Collected data entries:
—————
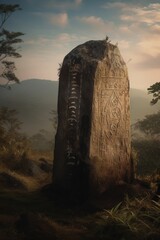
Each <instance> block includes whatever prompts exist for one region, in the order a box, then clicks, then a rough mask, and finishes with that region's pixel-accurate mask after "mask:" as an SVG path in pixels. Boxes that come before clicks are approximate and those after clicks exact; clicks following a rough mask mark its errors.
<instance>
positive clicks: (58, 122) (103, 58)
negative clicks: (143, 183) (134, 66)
mask: <svg viewBox="0 0 160 240" xmlns="http://www.w3.org/2000/svg"><path fill="white" fill-rule="evenodd" d="M130 176H131V164H130V112H129V80H128V73H127V67H126V65H125V63H124V60H123V58H122V57H121V54H120V52H119V49H118V47H117V46H115V45H113V44H110V43H108V42H107V41H105V40H104V41H89V42H86V43H84V44H82V45H79V46H78V47H76V48H75V49H73V50H72V51H71V52H70V53H69V54H68V55H67V56H66V57H65V58H64V61H63V65H62V69H61V71H60V78H59V97H58V129H57V134H56V139H55V153H54V167H53V184H54V186H55V187H56V188H57V189H59V190H60V191H61V190H62V191H64V192H67V193H73V194H75V193H76V194H77V195H78V196H82V195H84V194H85V193H87V192H90V193H103V192H104V191H106V190H107V188H109V187H111V186H112V185H114V184H116V183H117V182H119V181H122V180H123V181H129V180H130Z"/></svg>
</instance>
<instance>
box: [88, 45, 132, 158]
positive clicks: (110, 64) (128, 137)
mask: <svg viewBox="0 0 160 240" xmlns="http://www.w3.org/2000/svg"><path fill="white" fill-rule="evenodd" d="M97 69H98V70H97V75H96V77H97V80H96V85H97V89H99V91H98V93H97V92H96V93H95V96H94V101H95V103H94V106H93V111H94V116H95V118H94V117H93V123H92V129H94V131H93V132H94V134H93V133H92V135H91V141H92V143H93V146H94V147H93V152H94V155H95V156H99V157H100V158H101V159H107V157H108V156H107V155H108V152H109V151H110V150H111V145H112V144H113V145H114V144H117V149H120V148H121V146H119V145H120V144H121V143H120V140H119V139H120V138H122V139H126V138H129V131H128V128H129V119H130V118H129V114H128V112H129V111H128V108H129V106H128V105H129V96H128V89H129V86H128V76H127V69H126V66H125V64H124V61H123V59H122V57H121V56H120V53H119V50H117V48H115V49H109V50H108V59H106V60H104V61H103V62H100V64H99V66H98V68H97ZM98 122H99V123H98ZM94 123H95V124H94ZM96 129H97V130H96ZM107 146H108V149H107ZM111 152H112V151H111ZM115 154H116V153H115V151H113V152H112V158H114V155H115ZM119 154H120V156H119V157H120V158H123V157H124V152H123V151H122V152H121V153H120V152H119ZM122 155H123V156H122ZM115 159H116V157H115ZM112 160H113V159H112ZM112 162H114V161H112Z"/></svg>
—————
_What you will do_
The data above should be returned in full, exactly as written, apart from its images.

_Solution to the problem_
Each <instance> block includes whatever prompts exist for one region, in the order a box, then clicks, then a rough mask, and finishes with that region's pixel-accurate mask after "mask:" as an SVG path in pixels. Boxes that come before clicks are approximate and those after clicks exact; clicks following a rough mask mark its errors.
<instance>
positive clicks: (58, 122) (103, 58)
negative clicks: (143, 183) (134, 66)
mask: <svg viewBox="0 0 160 240" xmlns="http://www.w3.org/2000/svg"><path fill="white" fill-rule="evenodd" d="M130 176H131V164H130V112H129V80H128V73H127V67H126V65H125V63H124V60H123V58H122V57H121V54H120V52H119V49H118V47H117V46H115V45H113V44H110V43H108V42H107V41H105V40H104V41H89V42H86V43H84V44H82V45H79V46H78V47H76V48H75V49H73V50H72V51H71V52H70V53H69V54H68V55H67V56H66V57H65V58H64V61H63V65H62V69H61V71H60V78H59V97H58V129H57V134H56V139H55V153H54V167H53V184H54V186H55V187H56V188H57V189H59V190H60V191H61V190H62V191H64V192H67V193H73V194H75V193H76V194H77V195H78V196H82V195H84V194H85V193H87V192H90V193H103V192H104V191H106V190H107V188H109V187H111V186H112V185H114V184H116V183H117V182H119V181H122V180H123V181H129V180H130Z"/></svg>
</instance>
<instance>
box: [88, 45, 132, 158]
positive clicks: (110, 64) (128, 137)
mask: <svg viewBox="0 0 160 240" xmlns="http://www.w3.org/2000/svg"><path fill="white" fill-rule="evenodd" d="M97 69H98V70H97V75H96V77H97V80H96V85H97V89H99V91H98V93H97V92H96V93H95V96H94V101H95V103H94V106H93V111H94V116H95V118H94V117H93V123H92V129H94V131H93V132H94V134H93V133H92V135H91V141H92V143H93V146H94V147H93V152H94V155H95V156H99V157H100V158H101V159H107V157H108V156H107V155H108V152H109V151H110V150H111V145H112V144H113V145H114V144H117V149H120V148H121V146H119V145H120V144H121V143H120V140H119V139H120V138H122V139H126V138H129V131H128V128H129V119H130V118H129V114H128V112H129V111H128V108H129V106H128V105H129V96H128V89H129V86H128V76H127V69H126V66H125V64H124V61H123V59H122V57H121V56H120V53H119V50H117V48H115V49H109V50H108V59H106V60H104V61H103V62H100V64H99V66H98V68H97ZM98 122H99V123H98ZM94 123H95V124H94ZM96 129H97V130H96ZM107 146H108V149H107ZM111 152H112V151H111ZM115 154H116V153H115V151H113V152H112V158H114V155H115ZM119 154H120V156H119V157H120V158H123V157H124V152H123V151H122V152H121V153H120V152H119ZM122 155H123V156H122ZM115 159H116V157H115ZM112 160H113V159H112ZM112 162H114V161H112Z"/></svg>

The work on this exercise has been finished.